▶ THINGS TO DO
1. Name each day of the week that appears in the conference account, in order of first mention.
2. Retype the stretch of the conference account from "I arrived at" through "for sectarian conflict." with no changes.

▶ TEXT SEGMENT
════════════════════

I arrived at the Washington Hilton on Thursday, but did not get much conference stuff done. After a run on the treadmill Friday morning, I got to my first panel, State Authority and Religious Pluralism: Debating Religion and in World War II America. Not exactly Gilded Age or Progressive Era stuff, but a topic that interested me and one that I thought might help me in my upcoming US History 2 (Civil War to present) survey course. As commander-in-chief President Franklin D. Roosevelt promoted a generic religion comprised of Judeo-Christian moral and ethical principles as way of drawing a distinction between the US and our enemies. He did not have a horse in the race, so to speak, when it came to backing one religion over another, which opened ground in the middle for sectarian conflict.
In "The Free Exercise of Religion: Religion and the New Deal Liberalism at War" G. Kurt Piehler described the emergence of the USO, its mission, and the sectarian conflicts among the different groups sponsoring it. I did not know anything about the USO before attending this panel. My assumption that it was solely a military organization established to provide some sort of entertainment to military personnel was way off base. It was a private-public partnership -- with religious groups providing the private sector portion -- to supply wholesome entertainment to troops. The various groups, however, remained suspicious of each other. Piehler noted his surprise that there was so much conflict between these groups. Depending on the sect running a particular USO there could be some variation in what fit the description of "wholesome." Dancing and entertainment on Sunday seemed to be the points of variance.

════════════════════

▶ EXTRACTED INFORMATION
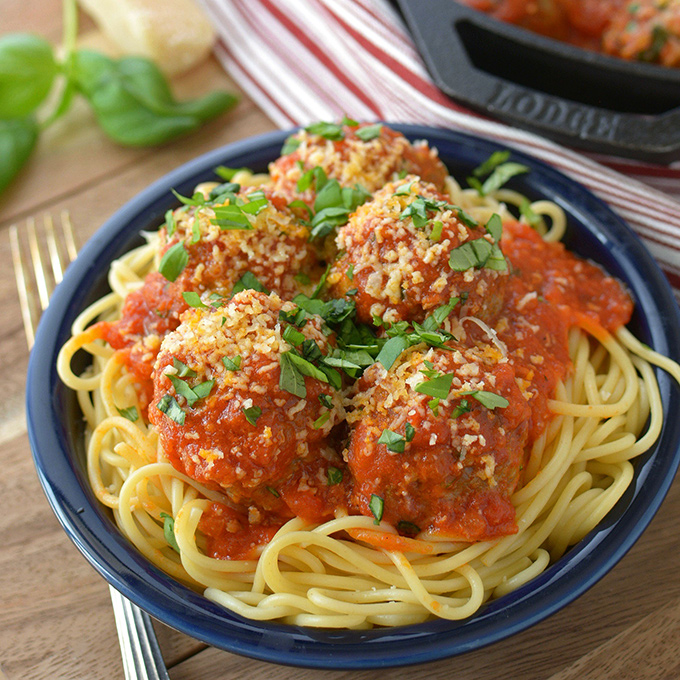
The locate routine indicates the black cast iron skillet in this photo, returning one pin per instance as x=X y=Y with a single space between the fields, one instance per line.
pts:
x=574 y=96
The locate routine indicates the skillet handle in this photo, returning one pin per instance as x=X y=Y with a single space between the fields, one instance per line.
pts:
x=578 y=98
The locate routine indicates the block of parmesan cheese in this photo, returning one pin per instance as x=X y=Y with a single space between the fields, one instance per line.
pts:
x=176 y=34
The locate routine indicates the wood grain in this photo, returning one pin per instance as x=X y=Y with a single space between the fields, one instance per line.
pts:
x=55 y=612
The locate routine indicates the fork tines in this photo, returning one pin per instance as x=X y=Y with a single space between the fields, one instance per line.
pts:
x=34 y=244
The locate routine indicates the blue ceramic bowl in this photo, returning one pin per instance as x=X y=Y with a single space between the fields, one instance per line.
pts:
x=55 y=430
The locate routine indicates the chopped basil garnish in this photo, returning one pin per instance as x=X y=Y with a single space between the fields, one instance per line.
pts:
x=292 y=336
x=331 y=131
x=290 y=145
x=334 y=476
x=369 y=132
x=173 y=262
x=171 y=408
x=322 y=420
x=393 y=441
x=376 y=506
x=228 y=173
x=130 y=413
x=169 y=530
x=252 y=414
x=193 y=299
x=462 y=407
x=170 y=224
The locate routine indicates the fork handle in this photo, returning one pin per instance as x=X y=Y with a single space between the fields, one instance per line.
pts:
x=142 y=659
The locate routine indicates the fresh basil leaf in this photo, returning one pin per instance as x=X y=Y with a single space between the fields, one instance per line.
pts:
x=169 y=531
x=173 y=262
x=393 y=441
x=330 y=131
x=438 y=387
x=27 y=71
x=492 y=162
x=334 y=476
x=462 y=407
x=17 y=139
x=133 y=103
x=252 y=414
x=291 y=144
x=369 y=132
x=376 y=506
x=291 y=380
x=171 y=408
x=193 y=299
x=501 y=175
x=131 y=413
x=322 y=420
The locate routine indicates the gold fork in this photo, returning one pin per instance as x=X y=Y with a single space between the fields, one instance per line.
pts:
x=31 y=248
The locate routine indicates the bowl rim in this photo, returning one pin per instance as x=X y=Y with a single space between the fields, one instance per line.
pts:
x=97 y=538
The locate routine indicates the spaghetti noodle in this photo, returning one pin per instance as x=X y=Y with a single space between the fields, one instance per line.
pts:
x=394 y=437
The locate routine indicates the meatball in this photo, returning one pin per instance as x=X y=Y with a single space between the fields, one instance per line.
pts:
x=444 y=464
x=645 y=30
x=369 y=162
x=397 y=249
x=224 y=415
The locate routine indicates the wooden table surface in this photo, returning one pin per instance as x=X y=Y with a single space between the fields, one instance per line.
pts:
x=55 y=612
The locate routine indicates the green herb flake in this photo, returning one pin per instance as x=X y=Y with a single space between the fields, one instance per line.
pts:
x=170 y=224
x=330 y=131
x=290 y=379
x=334 y=476
x=462 y=407
x=322 y=420
x=252 y=414
x=291 y=144
x=193 y=300
x=169 y=531
x=393 y=441
x=376 y=506
x=292 y=336
x=436 y=233
x=183 y=371
x=369 y=132
x=171 y=408
x=232 y=364
x=173 y=262
x=130 y=413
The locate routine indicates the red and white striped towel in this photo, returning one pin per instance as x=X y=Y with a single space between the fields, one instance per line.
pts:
x=302 y=61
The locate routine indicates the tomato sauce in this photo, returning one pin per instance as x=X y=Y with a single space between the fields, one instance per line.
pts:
x=642 y=30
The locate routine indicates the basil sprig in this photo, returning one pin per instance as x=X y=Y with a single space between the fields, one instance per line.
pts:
x=130 y=97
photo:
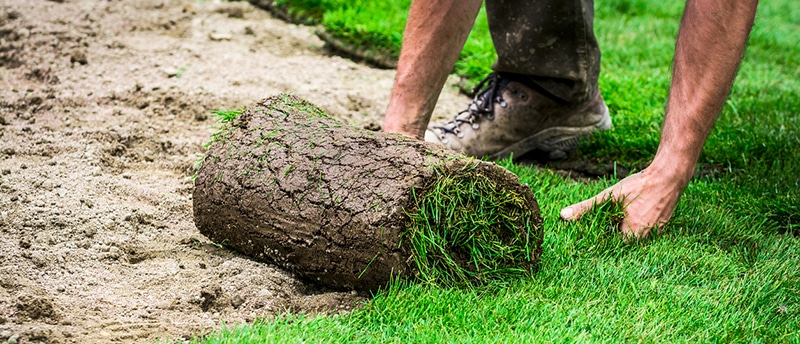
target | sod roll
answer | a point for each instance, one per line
(354, 209)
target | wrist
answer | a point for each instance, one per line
(676, 167)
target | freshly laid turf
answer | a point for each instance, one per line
(725, 269)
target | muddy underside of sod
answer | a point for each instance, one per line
(104, 110)
(353, 209)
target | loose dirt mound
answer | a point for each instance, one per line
(104, 110)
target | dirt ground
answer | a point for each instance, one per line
(104, 109)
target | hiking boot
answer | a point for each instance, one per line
(508, 117)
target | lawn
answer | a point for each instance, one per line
(725, 269)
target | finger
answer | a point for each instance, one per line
(577, 210)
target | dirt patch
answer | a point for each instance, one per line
(104, 110)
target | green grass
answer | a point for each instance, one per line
(467, 231)
(725, 269)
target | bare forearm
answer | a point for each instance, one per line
(435, 34)
(710, 45)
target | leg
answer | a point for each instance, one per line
(543, 94)
(435, 34)
(550, 43)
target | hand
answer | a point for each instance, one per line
(648, 200)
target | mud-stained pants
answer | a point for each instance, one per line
(551, 43)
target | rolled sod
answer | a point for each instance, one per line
(354, 209)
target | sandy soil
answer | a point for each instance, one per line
(104, 109)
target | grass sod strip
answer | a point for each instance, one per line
(284, 183)
(725, 268)
(466, 231)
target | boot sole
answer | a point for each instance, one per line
(556, 141)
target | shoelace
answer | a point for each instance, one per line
(481, 105)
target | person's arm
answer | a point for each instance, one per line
(435, 34)
(710, 44)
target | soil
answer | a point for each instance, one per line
(104, 110)
(286, 184)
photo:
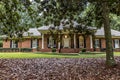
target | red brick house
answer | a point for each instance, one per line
(42, 39)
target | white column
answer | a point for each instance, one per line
(59, 43)
(75, 41)
(42, 41)
(91, 42)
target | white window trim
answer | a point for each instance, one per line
(34, 43)
(97, 43)
(117, 43)
(14, 45)
(81, 42)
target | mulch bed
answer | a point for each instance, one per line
(58, 69)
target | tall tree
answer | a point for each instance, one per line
(14, 18)
(110, 61)
(55, 10)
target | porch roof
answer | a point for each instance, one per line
(32, 32)
(100, 32)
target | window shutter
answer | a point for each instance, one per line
(84, 42)
(31, 43)
(77, 42)
(16, 44)
(10, 43)
(100, 43)
(37, 42)
(113, 43)
(48, 42)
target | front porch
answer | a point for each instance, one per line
(73, 43)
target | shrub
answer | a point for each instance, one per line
(1, 44)
(53, 49)
(26, 49)
(83, 50)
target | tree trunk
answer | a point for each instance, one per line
(107, 30)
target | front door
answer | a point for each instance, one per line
(66, 42)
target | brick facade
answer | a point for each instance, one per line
(26, 43)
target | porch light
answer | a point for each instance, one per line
(65, 36)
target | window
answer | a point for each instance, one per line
(116, 43)
(14, 44)
(81, 42)
(34, 43)
(51, 42)
(97, 43)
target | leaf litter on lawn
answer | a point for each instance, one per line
(58, 69)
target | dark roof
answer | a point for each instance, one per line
(100, 32)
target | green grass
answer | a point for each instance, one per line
(52, 55)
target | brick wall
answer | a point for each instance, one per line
(6, 44)
(26, 43)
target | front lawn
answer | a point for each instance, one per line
(52, 55)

════════════════════

▶ EXPECTED RESPONSES
1. Thursday, Friday, Sunday

2.
I arrived at the Washington Hilton on Thursday, but did not get much conference stuff done. After a run on the treadmill Friday morning, I got to my first panel, State Authority and Religious Pluralism: Debating Religion and in World War II America. Not exactly Gilded Age or Progressive Era stuff, but a topic that interested me and one that I thought might help me in my upcoming US History 2 (Civil War to present) survey course. As commander-in-chief President Franklin D. Roosevelt promoted a generic religion comprised of Judeo-Christian moral and ethical principles as way of drawing a distinction between the US and our enemies. He did not have a horse in the race, so to speak, when it came to backing one religion over another, which opened ground in the middle for sectarian conflict.